Assignment 1:
Please transcribe the stretch from "NAACP president among" through "law enforcement officer." in the NAACP sit-in article below.
Assignment 2:
Continue the article below about the NAACP sit-in at Sessions's office from its last sentence.

Given text:
- - - - - - -

NAACP president among those arrested at sit-in to protest Trump’s nomination of Sessions

Six protesters from the NAACP, including the organization’s national president, were arrested Tuesday night after holding a sit-in at the Mobile, Ala., office of Sen. Jeff Sessions (R-Ala.), Donald Trump’s attorney general nominee.

Since the president-elect announced his pick in November, Democrats and many civil rights groups have objected to the senator’s nomination, citing racially insensitive comments Sessions made early in his career as evidence that he is not fit to serve as the country’s top law enforcement officer.

Trump, Sessions and most Republicans have repeatedly dismissed those claims, denying that the senator is racially prejudiced.

When protesters from the NAACP arrived in Mobile on Tuesday afternoon, they said on social media that they planned to “occupy” Sessions’s office until he was no longer the nominee — or until they were arrested.

- - - - - - -

Given information:
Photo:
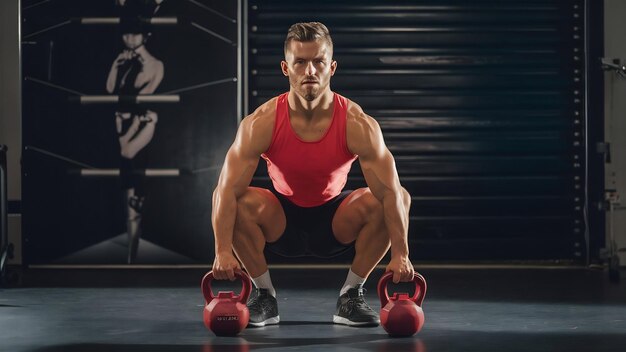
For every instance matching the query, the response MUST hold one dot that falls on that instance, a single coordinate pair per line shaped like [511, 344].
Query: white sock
[265, 281]
[351, 281]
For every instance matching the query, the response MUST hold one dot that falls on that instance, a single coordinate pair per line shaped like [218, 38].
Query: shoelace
[262, 306]
[359, 303]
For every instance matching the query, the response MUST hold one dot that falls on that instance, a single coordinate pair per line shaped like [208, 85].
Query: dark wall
[481, 103]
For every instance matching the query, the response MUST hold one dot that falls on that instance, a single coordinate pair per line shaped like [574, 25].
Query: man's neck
[310, 109]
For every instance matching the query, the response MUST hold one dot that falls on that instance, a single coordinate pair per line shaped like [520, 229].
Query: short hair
[308, 32]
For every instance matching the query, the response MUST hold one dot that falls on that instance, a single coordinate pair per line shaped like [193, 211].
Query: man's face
[132, 40]
[309, 66]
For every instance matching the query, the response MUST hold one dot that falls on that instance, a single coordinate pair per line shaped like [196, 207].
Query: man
[309, 138]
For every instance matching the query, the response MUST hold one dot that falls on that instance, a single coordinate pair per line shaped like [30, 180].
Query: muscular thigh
[266, 211]
[352, 214]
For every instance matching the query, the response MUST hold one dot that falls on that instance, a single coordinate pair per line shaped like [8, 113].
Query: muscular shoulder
[256, 128]
[363, 132]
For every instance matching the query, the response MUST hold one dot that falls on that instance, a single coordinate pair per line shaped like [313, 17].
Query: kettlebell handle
[246, 286]
[418, 296]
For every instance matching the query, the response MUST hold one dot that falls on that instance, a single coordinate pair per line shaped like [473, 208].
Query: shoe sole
[340, 320]
[270, 321]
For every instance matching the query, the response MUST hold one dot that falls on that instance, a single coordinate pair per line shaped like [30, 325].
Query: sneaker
[352, 309]
[263, 308]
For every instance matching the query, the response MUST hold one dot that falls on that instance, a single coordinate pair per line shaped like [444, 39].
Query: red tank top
[309, 173]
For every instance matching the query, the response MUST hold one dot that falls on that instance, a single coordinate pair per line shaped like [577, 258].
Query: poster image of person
[135, 71]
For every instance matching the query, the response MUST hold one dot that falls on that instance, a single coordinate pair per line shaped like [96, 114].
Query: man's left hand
[402, 269]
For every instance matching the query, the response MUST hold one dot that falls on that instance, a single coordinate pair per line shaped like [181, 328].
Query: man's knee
[372, 208]
[249, 207]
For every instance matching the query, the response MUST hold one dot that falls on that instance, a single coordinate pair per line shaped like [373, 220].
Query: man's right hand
[224, 266]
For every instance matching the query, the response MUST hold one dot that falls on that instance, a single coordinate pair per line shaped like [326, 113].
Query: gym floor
[477, 309]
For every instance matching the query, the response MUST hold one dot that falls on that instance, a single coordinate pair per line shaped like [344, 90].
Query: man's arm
[253, 138]
[366, 140]
[156, 79]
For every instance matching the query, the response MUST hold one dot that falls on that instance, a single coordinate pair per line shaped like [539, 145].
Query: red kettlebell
[400, 314]
[226, 314]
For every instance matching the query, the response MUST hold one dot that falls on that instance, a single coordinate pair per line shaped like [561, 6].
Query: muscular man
[309, 138]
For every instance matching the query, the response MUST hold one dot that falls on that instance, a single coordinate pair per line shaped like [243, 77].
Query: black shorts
[309, 231]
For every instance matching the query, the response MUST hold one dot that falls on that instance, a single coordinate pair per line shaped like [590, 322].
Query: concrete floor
[466, 310]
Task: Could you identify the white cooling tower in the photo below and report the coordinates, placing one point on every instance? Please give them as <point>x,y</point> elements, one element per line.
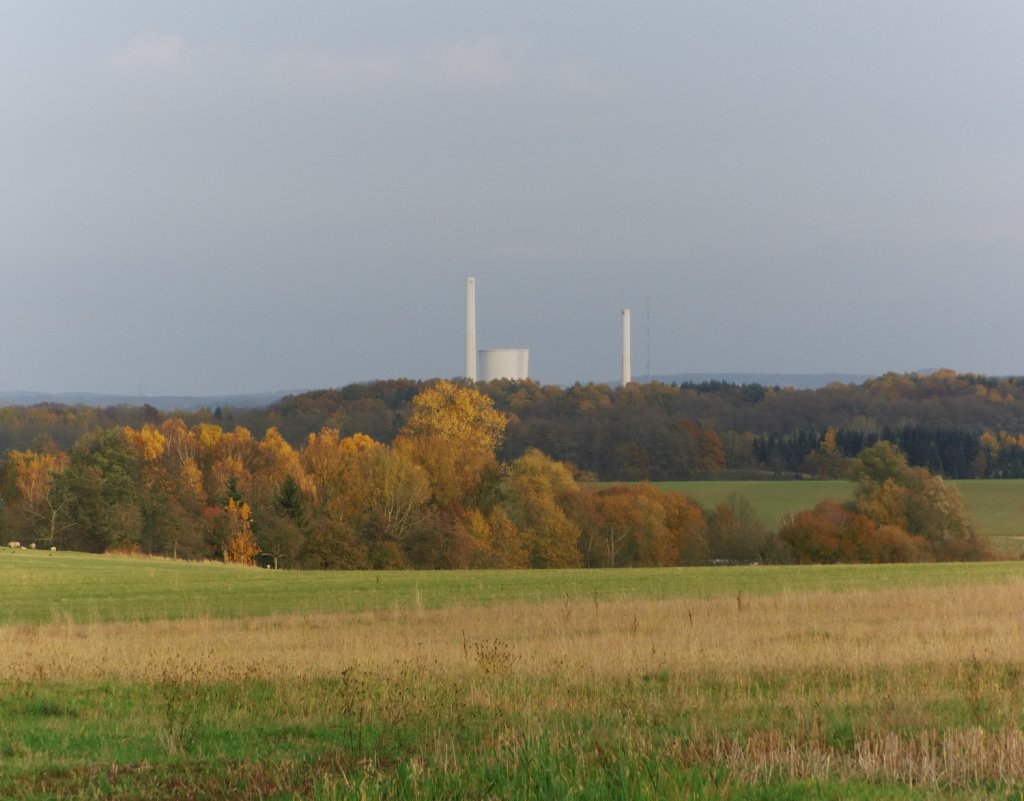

- - - - - - -

Final answer 1:
NAACP president among those arrested at sit-in to protest Trump’s nomination of Sessions

Six protesters from the NAACP, including the organization’s national president, were arrested Tuesday night after holding a sit-in at the Mobile, Ala., office of Sen. Jeff Sessions (R-Ala.), Donald Trump’s attorney general nominee.

Since the president-elect announced his pick in November, Democrats and many civil rights groups have objected to the senator’s nomination, citing racially insensitive comments Sessions made early in his career as evidence that he is not fit to serve as the country’s top law enforcement officer.

Final answer 2:
“We are asking the senator to withdraw his name for consideration as attorney general or for the president-elect, Donald Trump, to withdraw the nomination,” NAACP President Cornell William Brooks said, according to CNN. A series of Facebook Live videos posted by the NAACP showed the group quietly sitting on the floor of a small room, dressed in business attire and looking at their phones.

Around 7:30 p.m., about a half-dozen police officers arrived and faced the protesters, standing still. In one video, Brooks was seen standing up and introducing himself to the officers, shaking their hands.

“We are here; we are all well aware of the laws of trespass,” Brooks said. “We are engaging in a voluntary act of civil disobedience. We try to conduct ourselves in a peaceful manner, a nonviolent manner.”

He assured the officers they would leave Sessions’s office as they found it and thanked the staff for their hospitality. “We are in fact going to be arrested,” Brooks said a short while later, as the protesters began handing their IDs to the officers.

Before being led out of the office, the group knelt down to pray.

“Eternal God, we thank you for this opportunity to serve you,” they said. “Thank you for the ability to push this nation closer to its moral center. Thank you for the opportunity in the NAACP for standing up for the voices for those who are marginalized, for those who have been left out, for those who have been cast out on the side.”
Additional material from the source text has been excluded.